**Stored data:**
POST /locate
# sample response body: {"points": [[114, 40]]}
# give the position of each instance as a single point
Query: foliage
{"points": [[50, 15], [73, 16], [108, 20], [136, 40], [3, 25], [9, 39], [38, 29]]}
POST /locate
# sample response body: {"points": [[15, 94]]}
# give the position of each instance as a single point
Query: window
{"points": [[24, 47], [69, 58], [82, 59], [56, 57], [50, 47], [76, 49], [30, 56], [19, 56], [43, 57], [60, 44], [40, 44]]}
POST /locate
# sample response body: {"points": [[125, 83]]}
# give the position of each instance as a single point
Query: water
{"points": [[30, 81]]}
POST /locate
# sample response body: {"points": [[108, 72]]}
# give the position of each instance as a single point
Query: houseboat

**Goal:** Repeat the entire listing above line for line, with no changes.

**Solution for this exercise:**
POST /locate
# sample response body: {"points": [[114, 40]]}
# give the position of each instance as a single point
Query: foliage
{"points": [[50, 15], [73, 16], [108, 20], [136, 40], [3, 25], [9, 39], [38, 29]]}
POST /locate
# sample response body: {"points": [[15, 94]]}
# give the position of each instance as a single point
Query: window
{"points": [[24, 47], [69, 58], [82, 59], [56, 57], [50, 47], [76, 49], [30, 56], [19, 56], [43, 57], [60, 44], [40, 44]]}
POST /locate
# sample response body: {"points": [[125, 83]]}
# give the position of each instance as a single point
Query: water
{"points": [[30, 81]]}
POST /locate
# sample response body: {"points": [[108, 72]]}
# give the position of each instance as a single point
Query: houseboat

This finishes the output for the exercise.